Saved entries
— START —
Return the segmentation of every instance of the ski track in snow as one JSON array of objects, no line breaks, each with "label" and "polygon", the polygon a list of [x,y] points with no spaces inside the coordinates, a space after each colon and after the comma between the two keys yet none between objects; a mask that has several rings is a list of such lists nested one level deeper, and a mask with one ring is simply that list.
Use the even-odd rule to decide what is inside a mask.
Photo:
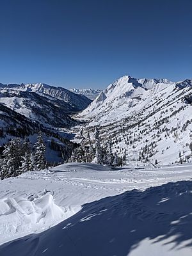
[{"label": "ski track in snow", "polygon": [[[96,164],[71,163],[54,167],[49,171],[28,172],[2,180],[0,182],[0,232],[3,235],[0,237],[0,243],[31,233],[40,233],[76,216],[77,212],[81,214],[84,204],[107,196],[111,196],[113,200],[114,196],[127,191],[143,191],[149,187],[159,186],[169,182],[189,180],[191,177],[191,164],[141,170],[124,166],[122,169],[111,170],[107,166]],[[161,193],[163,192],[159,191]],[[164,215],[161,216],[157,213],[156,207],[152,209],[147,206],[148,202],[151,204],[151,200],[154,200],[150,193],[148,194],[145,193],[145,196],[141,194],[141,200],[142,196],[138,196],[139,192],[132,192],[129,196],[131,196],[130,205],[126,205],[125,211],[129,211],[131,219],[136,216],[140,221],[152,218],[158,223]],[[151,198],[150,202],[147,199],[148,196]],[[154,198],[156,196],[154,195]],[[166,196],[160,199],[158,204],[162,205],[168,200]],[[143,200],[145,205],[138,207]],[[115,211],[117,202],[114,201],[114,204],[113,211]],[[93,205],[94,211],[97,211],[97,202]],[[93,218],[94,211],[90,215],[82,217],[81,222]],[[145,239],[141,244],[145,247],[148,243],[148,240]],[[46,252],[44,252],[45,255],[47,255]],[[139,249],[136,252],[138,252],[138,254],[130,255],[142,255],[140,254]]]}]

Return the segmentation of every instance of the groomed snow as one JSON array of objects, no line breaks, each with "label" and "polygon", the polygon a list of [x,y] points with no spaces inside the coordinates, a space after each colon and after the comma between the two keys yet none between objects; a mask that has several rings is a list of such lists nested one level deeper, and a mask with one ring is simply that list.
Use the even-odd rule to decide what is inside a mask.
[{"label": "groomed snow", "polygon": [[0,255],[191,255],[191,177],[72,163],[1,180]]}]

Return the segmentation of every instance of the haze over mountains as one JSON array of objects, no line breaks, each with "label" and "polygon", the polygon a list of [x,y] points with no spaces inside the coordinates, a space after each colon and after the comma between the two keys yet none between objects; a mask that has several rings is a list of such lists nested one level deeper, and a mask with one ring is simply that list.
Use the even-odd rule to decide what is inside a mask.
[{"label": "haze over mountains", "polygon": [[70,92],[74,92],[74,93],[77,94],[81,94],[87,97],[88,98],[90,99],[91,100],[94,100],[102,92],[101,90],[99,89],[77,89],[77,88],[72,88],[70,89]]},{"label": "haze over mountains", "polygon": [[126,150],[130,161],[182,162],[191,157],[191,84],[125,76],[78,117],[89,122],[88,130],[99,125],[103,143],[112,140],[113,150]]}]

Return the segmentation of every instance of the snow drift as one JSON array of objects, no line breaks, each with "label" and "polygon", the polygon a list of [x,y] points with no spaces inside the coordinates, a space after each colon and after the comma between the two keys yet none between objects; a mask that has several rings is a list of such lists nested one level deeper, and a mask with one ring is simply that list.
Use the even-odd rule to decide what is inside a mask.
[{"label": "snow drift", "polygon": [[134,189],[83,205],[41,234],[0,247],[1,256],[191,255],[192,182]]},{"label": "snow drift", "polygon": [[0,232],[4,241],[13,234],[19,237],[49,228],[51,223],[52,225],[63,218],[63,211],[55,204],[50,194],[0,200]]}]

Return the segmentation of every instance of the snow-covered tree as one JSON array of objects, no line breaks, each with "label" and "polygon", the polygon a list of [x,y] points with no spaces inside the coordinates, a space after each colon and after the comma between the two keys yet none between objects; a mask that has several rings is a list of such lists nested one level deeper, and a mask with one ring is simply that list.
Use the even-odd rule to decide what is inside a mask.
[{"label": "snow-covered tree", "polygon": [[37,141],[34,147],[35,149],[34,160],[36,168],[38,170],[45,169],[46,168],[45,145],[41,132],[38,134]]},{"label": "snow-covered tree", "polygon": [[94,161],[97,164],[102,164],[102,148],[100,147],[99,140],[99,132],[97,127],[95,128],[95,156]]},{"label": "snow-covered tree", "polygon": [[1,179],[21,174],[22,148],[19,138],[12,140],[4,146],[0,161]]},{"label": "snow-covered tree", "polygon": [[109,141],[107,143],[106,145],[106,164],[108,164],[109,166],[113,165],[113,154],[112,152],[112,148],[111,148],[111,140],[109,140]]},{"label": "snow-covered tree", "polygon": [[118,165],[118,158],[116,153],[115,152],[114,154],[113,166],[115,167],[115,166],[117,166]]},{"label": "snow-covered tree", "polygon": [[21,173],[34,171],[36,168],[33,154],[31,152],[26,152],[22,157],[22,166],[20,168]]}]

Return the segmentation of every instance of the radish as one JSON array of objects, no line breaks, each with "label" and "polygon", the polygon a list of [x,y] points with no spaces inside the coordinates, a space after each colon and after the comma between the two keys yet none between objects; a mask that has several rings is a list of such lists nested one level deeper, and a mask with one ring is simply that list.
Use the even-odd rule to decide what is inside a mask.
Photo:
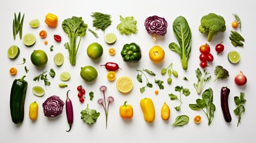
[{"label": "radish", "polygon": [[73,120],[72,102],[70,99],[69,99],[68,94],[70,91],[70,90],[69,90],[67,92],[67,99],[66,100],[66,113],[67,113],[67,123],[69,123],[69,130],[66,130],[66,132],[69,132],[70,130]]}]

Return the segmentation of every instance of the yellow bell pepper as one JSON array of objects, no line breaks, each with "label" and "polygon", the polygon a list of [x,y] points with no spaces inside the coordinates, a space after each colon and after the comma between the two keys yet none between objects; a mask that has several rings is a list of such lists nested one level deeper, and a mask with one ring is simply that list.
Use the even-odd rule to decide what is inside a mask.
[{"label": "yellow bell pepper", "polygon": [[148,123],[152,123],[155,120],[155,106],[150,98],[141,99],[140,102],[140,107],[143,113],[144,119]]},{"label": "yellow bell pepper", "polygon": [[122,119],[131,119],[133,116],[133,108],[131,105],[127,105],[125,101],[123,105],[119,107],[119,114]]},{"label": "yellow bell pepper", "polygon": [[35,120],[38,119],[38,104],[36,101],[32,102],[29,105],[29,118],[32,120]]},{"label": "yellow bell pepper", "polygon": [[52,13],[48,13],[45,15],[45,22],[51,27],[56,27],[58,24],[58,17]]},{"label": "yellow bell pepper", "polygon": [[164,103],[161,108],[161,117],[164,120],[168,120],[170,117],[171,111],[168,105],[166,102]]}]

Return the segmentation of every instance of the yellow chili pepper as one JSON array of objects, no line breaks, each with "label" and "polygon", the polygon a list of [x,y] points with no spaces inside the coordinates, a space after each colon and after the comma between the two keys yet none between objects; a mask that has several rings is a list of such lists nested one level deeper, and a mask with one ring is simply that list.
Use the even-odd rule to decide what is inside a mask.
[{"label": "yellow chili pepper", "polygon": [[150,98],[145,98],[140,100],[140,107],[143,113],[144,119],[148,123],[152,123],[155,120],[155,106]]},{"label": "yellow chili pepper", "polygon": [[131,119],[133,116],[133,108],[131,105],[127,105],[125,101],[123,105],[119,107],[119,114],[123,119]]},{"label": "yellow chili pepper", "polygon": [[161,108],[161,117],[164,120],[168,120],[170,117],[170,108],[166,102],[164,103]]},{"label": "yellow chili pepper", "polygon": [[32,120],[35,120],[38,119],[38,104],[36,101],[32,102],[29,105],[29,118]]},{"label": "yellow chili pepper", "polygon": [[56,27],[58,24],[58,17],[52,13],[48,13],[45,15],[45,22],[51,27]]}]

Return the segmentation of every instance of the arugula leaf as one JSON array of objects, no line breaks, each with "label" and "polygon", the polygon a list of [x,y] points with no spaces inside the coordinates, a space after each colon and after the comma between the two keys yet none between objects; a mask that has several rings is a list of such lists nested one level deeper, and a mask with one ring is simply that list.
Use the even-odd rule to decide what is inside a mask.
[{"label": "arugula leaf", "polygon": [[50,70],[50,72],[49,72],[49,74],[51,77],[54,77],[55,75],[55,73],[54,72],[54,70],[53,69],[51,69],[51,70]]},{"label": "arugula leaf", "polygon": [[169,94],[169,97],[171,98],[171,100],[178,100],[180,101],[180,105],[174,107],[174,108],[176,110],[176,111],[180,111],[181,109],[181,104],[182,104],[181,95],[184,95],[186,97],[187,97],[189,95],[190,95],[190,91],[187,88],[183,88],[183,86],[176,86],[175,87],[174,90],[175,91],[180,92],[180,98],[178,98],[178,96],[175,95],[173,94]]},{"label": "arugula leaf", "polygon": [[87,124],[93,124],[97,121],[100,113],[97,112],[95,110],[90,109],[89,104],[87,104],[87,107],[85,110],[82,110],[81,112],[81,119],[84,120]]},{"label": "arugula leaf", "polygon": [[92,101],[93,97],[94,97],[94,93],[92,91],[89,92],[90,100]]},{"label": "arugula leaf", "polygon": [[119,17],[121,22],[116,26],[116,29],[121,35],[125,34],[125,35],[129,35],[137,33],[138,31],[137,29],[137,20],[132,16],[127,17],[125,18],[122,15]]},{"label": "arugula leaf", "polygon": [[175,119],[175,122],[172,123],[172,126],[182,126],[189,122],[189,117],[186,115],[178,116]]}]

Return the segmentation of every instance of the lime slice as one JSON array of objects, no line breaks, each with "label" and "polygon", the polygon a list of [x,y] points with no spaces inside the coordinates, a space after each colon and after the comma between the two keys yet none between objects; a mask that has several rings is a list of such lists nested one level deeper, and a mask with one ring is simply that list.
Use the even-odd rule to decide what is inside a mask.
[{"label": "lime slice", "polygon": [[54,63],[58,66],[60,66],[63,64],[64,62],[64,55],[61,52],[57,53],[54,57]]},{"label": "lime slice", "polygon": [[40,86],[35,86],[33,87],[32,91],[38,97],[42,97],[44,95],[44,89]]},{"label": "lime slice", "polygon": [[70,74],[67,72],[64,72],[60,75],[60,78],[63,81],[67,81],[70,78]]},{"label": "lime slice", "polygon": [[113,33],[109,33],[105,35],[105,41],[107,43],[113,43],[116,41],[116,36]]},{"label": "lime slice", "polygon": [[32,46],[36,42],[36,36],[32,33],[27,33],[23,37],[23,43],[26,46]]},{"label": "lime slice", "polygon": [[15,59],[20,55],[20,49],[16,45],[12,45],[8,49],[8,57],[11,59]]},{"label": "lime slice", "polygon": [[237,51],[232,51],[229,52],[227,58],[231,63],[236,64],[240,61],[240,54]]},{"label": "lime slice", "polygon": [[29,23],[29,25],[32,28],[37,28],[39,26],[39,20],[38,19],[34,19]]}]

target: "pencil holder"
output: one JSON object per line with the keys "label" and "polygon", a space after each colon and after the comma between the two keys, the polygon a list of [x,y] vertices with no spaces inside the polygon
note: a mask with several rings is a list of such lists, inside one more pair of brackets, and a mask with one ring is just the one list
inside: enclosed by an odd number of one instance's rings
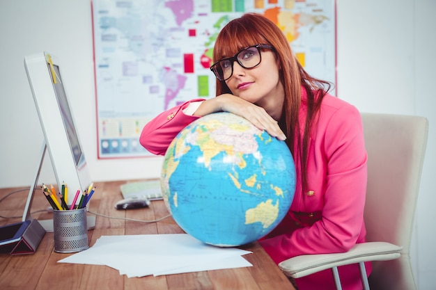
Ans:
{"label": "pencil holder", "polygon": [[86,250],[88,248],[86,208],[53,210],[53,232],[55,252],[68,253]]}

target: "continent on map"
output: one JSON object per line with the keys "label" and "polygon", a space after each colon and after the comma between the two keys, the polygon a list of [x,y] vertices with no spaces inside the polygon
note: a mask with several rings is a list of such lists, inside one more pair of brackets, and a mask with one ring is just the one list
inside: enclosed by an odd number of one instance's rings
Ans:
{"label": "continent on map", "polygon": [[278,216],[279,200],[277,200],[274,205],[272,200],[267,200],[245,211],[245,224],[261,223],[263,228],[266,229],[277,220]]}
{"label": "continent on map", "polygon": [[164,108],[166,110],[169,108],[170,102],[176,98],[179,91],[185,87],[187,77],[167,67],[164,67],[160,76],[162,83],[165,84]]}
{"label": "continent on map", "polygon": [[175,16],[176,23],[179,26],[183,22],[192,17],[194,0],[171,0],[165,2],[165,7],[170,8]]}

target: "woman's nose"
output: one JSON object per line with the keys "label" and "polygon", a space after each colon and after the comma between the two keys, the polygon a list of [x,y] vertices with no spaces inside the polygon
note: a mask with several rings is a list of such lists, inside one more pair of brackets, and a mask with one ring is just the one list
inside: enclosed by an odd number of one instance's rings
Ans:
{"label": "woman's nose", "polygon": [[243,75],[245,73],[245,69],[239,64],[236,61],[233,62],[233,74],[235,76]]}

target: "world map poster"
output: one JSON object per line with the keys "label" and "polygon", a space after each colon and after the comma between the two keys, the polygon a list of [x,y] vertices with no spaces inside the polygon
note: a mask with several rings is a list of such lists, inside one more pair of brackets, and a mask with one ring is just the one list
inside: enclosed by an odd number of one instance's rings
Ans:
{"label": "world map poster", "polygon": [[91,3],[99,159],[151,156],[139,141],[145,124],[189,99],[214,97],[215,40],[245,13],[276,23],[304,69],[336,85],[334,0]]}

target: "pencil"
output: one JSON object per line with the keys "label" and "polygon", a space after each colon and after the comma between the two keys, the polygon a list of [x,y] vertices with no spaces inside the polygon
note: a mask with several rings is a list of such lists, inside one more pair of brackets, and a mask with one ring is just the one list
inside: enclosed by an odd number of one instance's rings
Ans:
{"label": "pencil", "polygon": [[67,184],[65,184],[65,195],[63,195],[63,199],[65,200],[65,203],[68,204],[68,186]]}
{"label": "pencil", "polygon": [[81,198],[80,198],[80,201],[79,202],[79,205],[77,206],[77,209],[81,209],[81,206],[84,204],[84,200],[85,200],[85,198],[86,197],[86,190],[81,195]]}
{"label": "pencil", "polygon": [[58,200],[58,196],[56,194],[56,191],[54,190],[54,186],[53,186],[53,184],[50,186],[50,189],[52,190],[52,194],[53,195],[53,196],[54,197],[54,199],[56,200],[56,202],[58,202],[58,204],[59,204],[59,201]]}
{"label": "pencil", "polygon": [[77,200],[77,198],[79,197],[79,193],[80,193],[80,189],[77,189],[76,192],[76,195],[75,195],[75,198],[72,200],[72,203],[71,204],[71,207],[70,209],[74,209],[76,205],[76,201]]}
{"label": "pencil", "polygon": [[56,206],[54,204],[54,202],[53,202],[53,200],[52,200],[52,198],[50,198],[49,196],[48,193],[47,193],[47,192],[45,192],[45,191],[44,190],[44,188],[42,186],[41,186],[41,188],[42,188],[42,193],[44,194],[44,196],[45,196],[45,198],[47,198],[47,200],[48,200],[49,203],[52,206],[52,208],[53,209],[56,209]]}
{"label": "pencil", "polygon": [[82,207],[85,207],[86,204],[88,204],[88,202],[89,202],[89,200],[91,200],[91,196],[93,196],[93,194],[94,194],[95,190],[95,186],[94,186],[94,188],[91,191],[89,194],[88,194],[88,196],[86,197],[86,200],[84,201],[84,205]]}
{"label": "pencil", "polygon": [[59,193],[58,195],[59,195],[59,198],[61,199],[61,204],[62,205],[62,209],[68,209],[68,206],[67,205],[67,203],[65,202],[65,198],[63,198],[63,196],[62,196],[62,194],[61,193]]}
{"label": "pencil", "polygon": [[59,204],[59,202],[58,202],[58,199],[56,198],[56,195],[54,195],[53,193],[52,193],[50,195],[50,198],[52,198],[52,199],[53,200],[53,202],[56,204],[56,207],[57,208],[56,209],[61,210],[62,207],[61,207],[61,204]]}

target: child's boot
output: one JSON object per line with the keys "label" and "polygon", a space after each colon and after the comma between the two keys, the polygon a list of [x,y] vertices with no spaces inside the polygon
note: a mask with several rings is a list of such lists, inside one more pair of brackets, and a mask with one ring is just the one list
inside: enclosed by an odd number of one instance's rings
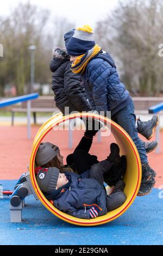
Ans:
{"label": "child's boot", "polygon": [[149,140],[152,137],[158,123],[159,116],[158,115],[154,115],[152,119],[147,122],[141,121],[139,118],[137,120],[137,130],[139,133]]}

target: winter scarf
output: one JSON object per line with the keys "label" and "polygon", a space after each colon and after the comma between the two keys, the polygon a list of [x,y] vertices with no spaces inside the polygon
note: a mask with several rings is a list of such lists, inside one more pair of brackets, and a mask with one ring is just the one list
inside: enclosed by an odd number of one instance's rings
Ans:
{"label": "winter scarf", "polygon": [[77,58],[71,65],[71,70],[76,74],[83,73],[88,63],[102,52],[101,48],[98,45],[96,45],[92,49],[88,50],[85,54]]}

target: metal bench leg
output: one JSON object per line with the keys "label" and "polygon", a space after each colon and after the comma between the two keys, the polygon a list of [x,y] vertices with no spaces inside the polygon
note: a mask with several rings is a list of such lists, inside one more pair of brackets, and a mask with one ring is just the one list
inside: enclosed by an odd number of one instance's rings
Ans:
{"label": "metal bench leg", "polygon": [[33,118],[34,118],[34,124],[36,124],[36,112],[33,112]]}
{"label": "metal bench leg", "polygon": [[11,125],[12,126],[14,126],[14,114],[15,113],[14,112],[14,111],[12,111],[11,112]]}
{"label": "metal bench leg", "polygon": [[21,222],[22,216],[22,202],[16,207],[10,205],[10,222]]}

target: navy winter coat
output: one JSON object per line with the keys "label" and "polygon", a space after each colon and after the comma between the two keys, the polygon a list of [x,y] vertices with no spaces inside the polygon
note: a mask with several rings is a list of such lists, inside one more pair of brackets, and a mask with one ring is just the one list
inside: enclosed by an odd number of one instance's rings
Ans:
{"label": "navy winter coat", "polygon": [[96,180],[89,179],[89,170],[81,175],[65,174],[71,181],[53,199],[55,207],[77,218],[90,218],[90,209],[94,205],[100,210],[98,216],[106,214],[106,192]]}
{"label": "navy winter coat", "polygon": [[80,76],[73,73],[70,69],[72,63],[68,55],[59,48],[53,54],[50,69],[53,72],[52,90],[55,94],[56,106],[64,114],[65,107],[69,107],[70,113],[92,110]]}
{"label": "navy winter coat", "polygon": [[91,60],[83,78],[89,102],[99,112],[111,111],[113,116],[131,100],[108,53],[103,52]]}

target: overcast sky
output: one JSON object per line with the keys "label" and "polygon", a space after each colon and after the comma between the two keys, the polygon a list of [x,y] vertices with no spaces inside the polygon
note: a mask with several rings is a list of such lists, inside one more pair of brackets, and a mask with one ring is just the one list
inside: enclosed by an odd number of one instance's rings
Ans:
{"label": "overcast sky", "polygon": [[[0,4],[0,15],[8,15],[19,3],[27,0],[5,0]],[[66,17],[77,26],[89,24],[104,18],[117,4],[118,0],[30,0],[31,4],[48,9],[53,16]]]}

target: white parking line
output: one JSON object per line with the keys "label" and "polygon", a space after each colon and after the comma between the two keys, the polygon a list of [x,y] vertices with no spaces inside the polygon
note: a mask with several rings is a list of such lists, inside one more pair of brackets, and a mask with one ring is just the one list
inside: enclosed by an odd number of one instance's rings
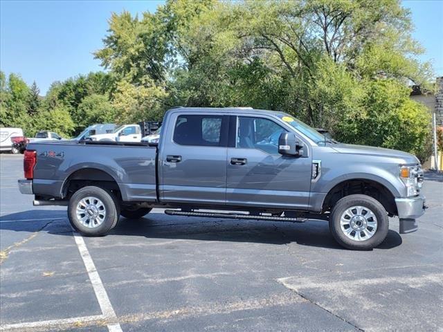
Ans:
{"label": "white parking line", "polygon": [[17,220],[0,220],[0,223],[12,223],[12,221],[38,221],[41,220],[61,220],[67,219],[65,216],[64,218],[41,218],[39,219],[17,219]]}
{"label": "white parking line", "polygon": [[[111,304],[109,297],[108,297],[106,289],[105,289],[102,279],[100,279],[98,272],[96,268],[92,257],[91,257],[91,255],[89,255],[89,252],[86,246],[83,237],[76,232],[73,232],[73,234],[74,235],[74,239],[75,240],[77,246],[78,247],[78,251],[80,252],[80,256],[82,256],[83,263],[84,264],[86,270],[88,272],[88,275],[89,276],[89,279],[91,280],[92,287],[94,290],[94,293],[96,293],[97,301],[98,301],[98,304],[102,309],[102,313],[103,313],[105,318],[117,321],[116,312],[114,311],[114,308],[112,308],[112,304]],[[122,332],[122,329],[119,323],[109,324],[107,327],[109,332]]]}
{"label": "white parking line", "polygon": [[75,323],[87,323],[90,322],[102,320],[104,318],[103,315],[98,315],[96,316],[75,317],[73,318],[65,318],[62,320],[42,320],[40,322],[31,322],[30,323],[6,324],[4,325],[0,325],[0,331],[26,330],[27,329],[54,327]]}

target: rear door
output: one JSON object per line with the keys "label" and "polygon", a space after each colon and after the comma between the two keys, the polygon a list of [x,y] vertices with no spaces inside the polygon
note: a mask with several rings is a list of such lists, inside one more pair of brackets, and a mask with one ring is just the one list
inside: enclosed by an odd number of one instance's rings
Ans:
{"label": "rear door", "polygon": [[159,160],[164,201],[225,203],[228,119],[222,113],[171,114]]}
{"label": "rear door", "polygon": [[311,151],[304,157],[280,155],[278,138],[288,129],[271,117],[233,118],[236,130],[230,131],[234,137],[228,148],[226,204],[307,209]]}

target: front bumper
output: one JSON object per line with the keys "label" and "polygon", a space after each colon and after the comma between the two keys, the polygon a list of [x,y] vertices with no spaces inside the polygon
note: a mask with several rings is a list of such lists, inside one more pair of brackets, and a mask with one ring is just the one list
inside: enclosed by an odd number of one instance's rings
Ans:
— END —
* [The problem] Could you rewrite everything from the line containing "target: rear door" down to the end of the material, renaming "vertices" to "points" and leaving the rest unchanged?

* [Exercise answer]
target: rear door
output: one JSON object per line with the keys "label" and "polygon", a space after each colon and after the comma between the two keys, the polygon a list of [x,y] points with no spaces inside the polygon
note: a mask with several rings is a list of such lists, inside one more pair of brackets, and a mask with one ring is just the one list
inside: enclosed by an odd number of one instance's rings
Ans:
{"label": "rear door", "polygon": [[159,160],[164,201],[225,203],[228,119],[222,113],[171,114]]}
{"label": "rear door", "polygon": [[311,151],[304,157],[280,155],[278,138],[288,129],[271,117],[233,118],[236,130],[230,131],[234,137],[228,148],[226,204],[307,209]]}

target: front bumper
output: one JSON object per line with the keys "label" and "polygon", a space after each colon and after the comma between the two keys, the polygon a list of [x,y] points with no spaces inside the polygon
note: a mask with several rings is a list of such lists, inside one more pair of brackets, and a mask with one ring is just the one list
inside: enclosed by an odd number of one instance's rings
Ans:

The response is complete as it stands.